● YOUR TASK: A faithful copy of all the data below, please; leave no line out.

*** THE DATA Section Begins ***

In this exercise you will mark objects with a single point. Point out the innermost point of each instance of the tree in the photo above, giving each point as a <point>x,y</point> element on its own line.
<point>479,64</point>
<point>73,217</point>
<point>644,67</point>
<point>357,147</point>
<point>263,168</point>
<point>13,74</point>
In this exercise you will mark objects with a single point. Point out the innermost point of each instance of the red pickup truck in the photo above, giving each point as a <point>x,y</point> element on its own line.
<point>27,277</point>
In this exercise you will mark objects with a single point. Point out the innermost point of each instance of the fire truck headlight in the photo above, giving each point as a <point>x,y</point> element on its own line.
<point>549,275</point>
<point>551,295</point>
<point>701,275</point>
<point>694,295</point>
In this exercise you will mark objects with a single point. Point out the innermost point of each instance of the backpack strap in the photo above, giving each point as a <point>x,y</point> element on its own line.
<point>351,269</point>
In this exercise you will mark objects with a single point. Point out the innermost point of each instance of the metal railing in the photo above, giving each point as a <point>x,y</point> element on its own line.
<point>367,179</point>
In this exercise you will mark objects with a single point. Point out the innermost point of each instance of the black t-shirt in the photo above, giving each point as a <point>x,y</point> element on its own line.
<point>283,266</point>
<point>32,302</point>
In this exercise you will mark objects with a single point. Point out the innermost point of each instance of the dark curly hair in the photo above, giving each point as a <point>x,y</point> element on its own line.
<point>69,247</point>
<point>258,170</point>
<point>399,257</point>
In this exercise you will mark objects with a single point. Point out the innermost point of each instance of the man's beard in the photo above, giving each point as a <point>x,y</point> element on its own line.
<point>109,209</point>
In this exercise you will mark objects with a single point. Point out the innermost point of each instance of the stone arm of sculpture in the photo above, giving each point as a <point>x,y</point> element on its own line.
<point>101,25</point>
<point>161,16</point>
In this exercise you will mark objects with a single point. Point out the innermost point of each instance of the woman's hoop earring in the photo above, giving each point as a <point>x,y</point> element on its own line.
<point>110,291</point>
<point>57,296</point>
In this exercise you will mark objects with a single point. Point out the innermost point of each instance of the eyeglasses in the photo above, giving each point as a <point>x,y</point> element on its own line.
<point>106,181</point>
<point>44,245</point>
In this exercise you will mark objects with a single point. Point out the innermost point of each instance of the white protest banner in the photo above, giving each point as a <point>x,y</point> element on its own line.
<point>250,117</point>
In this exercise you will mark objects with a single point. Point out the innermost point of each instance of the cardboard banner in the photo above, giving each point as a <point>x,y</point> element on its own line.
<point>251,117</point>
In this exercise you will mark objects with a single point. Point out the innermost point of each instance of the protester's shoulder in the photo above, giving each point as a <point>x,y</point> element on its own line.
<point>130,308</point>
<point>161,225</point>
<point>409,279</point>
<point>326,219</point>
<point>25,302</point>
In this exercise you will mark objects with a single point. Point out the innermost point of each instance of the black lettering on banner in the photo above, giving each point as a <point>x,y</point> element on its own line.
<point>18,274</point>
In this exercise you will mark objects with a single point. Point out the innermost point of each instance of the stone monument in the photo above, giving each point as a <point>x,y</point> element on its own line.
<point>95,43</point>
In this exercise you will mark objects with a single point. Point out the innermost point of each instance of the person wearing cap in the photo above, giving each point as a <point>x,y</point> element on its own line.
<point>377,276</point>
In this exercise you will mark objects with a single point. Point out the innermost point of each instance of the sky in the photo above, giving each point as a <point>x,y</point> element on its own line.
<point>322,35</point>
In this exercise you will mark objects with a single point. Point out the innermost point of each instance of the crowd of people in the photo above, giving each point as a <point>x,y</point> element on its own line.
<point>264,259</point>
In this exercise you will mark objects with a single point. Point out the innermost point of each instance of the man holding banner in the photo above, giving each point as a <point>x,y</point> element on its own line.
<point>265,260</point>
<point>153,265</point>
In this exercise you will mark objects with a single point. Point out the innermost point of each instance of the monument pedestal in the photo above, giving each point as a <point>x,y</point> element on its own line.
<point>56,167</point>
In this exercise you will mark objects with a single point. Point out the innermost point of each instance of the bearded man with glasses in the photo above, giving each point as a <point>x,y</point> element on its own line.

*** THE DATA Section Ends ***

● THE COMPLETED TASK:
In this exercise you will mark objects with a single point. Point out the innermost point of each instance of the tree in the photo above, giving each point as a <point>x,y</point> element on its own line.
<point>479,64</point>
<point>73,217</point>
<point>644,67</point>
<point>357,147</point>
<point>263,168</point>
<point>13,74</point>
In this exercise you will mark objects with a single point. Point out the innermost point of each instance of the red pickup truck in the photo above, giving each point as a <point>x,y</point> element on its own line.
<point>27,277</point>
In this exercise you will mark objects with a single point. Point out the innermost point of each instance of the fire truck headlight in the photo above, giving each point as a <point>x,y</point> element on its own line.
<point>549,275</point>
<point>551,295</point>
<point>701,275</point>
<point>694,295</point>
In this exercise you will mark objects with a single point. Point out the innermost point of each instance of the backpack strap in the photo above, giving each point as a <point>x,y</point> element on its own line.
<point>351,269</point>
In this exercise you will mark objects with a single point. Point out the innermost point of each instance of the metal railing in the photo above, giving each point as a <point>x,y</point> element on its own line.
<point>367,179</point>
In this exercise you will mark objects with a single point. Point out the innermost point of each instance of the black t-shirt in the photo above, giving each point as a <point>x,y</point> element on its own line.
<point>283,266</point>
<point>32,302</point>
In this exercise you will mark objects with a single point. Point out the innermost point of each instance of the dark curly hair in the photo above, giving each point as a <point>x,y</point> element on its own line.
<point>69,247</point>
<point>258,170</point>
<point>399,257</point>
In this exercise you will mark objects with a single point. Point out the innermost point of each instance of the man's beard in the photo above, giving each point as a <point>x,y</point> element on its own line.
<point>109,209</point>
In this exercise you will mark objects with a single point. Point out the innermost point of each instance of the stone arm of sculpture in the photo above, giving each point as a <point>x,y</point> element on its own line.
<point>101,25</point>
<point>161,16</point>
In this exercise you will mark objects with a single point. Point out the innermost point of each instance of the woman's hoop earring in the photo above, giving each point as a <point>x,y</point> element on its own line.
<point>110,291</point>
<point>57,296</point>
In this exercise you will mark objects with a single point. Point out the innermost point of each instance of the eyeglasses in the photo above, giving each point as a <point>x,y</point> element on its own line.
<point>106,181</point>
<point>44,245</point>
In this exercise you will mark objects with a single point. Point out the innermost point of each instance of the white protest banner in the photo above, giving each point as a <point>x,y</point> element on its own line.
<point>250,117</point>
In this exercise you will mark objects with a single point. Point out the innermost point of each instance of the cardboard banner in the photo above, giving each point as a <point>x,y</point> element on its own line.
<point>251,117</point>
In this exercise you will mark objects with a single point. Point out the innermost point of each instance of the protester's shoulder in the photo above, giving each point as a <point>x,y</point> element on its own line.
<point>130,308</point>
<point>161,225</point>
<point>409,279</point>
<point>326,219</point>
<point>25,302</point>
In this exercise you will mark objects with a single point. Point out the innermost point of each instance of the black lettering on banner in the photo above, giving each point as a <point>x,y</point> element on its own line.
<point>18,274</point>
In this exercise you will mark objects with a single point. Point out the innermost point of each instance of the stone monument in the photo above, giving each point as a <point>x,y</point> element on its own line.
<point>95,43</point>
In this exercise you will mark objects with a single point. Point out the innermost point of each instance of the person wearing cap in the photo above, giving each point as a <point>x,y</point> element on its own line.
<point>377,276</point>
In this exercise you will mark objects with a single point. Point out the innermost point of each instance of the sky in the photo above, giving each point as a <point>x,y</point> element on its own line.
<point>322,35</point>
In this exercise you will mark objects with a single point. Point out the innermost point of each instance of the crowd of people in the photo above, giving each point as a <point>x,y</point> element on its own line.
<point>264,259</point>
In this exercise you will mark objects with a single point. Point out the innermost point of each instance of the man holding banner in the photo above, giving each point as a <point>x,y</point> element on its own line.
<point>265,260</point>
<point>153,265</point>
In this exercise you will mark objects with a single point. Point out the innermost point of each instance of the monument pedestal in the photo above, giving each point as a <point>x,y</point> element on its own line.
<point>56,167</point>
In this exercise you will mark objects with a single point. Point out the innermost point of each instance of the bearded man with glasses in the photo above, giving each point as a <point>x,y</point> element on its own line.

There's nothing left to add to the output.